Saved data entries:
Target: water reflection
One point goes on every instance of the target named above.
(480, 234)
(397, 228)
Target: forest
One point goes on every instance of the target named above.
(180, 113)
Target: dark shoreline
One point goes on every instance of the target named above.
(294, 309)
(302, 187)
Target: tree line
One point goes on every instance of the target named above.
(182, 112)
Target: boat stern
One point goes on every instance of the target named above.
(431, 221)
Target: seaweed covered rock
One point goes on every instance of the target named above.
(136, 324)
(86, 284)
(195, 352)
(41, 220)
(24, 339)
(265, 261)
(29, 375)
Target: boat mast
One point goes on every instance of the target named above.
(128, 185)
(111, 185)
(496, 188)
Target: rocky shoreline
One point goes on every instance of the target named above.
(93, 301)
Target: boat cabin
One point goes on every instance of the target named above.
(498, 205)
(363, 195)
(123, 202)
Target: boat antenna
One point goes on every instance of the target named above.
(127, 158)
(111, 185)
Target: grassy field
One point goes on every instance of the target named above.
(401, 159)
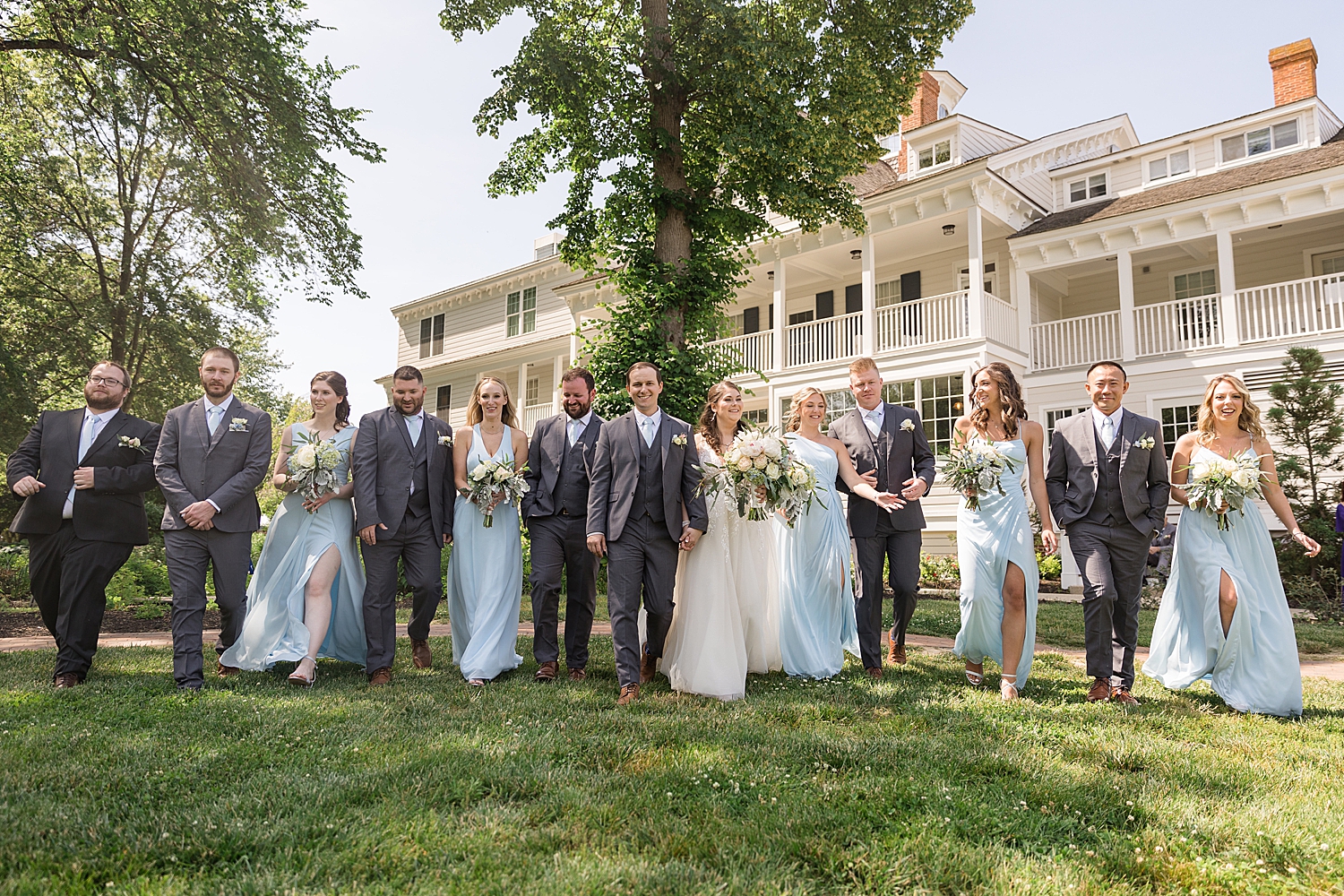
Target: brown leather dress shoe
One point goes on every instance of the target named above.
(1099, 691)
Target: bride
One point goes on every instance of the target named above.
(726, 622)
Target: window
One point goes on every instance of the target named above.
(935, 155)
(432, 336)
(1088, 188)
(1258, 142)
(1169, 166)
(521, 312)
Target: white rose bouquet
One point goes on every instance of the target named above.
(978, 466)
(489, 482)
(1228, 479)
(761, 458)
(312, 465)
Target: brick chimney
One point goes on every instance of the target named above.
(1295, 72)
(924, 109)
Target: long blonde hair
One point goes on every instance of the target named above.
(473, 405)
(795, 421)
(1247, 421)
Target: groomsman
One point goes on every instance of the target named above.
(402, 466)
(644, 473)
(559, 468)
(81, 476)
(889, 447)
(211, 457)
(1107, 485)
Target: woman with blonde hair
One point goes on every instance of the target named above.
(817, 622)
(486, 568)
(1223, 613)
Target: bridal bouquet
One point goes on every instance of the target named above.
(757, 460)
(978, 466)
(312, 466)
(1228, 479)
(491, 482)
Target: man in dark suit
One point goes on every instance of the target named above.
(644, 473)
(81, 476)
(211, 457)
(402, 466)
(559, 463)
(1109, 487)
(889, 447)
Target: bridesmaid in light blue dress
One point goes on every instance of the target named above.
(486, 568)
(995, 546)
(1223, 614)
(816, 595)
(306, 598)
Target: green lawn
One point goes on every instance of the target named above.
(916, 783)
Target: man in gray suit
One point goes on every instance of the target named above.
(890, 450)
(1109, 487)
(402, 466)
(211, 457)
(642, 477)
(559, 462)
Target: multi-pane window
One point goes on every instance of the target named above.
(432, 336)
(1088, 188)
(1261, 140)
(521, 312)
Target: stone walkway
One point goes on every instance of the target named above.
(1331, 669)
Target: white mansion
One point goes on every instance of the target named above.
(1204, 252)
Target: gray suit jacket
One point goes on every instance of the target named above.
(908, 455)
(616, 468)
(543, 461)
(381, 465)
(193, 466)
(1072, 473)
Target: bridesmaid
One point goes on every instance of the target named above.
(995, 546)
(1223, 613)
(486, 568)
(816, 597)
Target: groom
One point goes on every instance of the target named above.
(1107, 485)
(642, 477)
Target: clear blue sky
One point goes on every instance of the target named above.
(1030, 66)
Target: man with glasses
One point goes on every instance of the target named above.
(81, 476)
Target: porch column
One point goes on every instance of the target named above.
(976, 257)
(870, 298)
(1230, 324)
(1128, 339)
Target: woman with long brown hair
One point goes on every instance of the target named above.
(1223, 611)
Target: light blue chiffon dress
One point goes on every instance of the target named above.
(1254, 668)
(817, 619)
(486, 578)
(988, 538)
(273, 629)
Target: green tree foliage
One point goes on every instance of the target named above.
(683, 125)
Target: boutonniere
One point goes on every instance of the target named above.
(125, 441)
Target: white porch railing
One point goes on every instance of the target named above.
(825, 340)
(1183, 325)
(1074, 340)
(1296, 308)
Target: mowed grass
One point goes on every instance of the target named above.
(910, 785)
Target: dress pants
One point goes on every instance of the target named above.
(559, 544)
(900, 551)
(69, 579)
(1112, 560)
(190, 554)
(421, 551)
(642, 562)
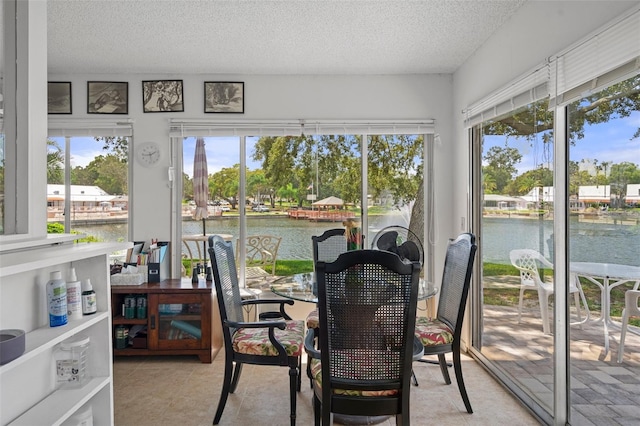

▶ _To do_
Identify every line in the data above that contains the word "boat" and copy each of those lines out. Letter case matters, so uppercase and lowercase count as different.

▶ _Final result_
Target: boat stern
Target: boat mast
Target: boat cabin
Target: boat antenna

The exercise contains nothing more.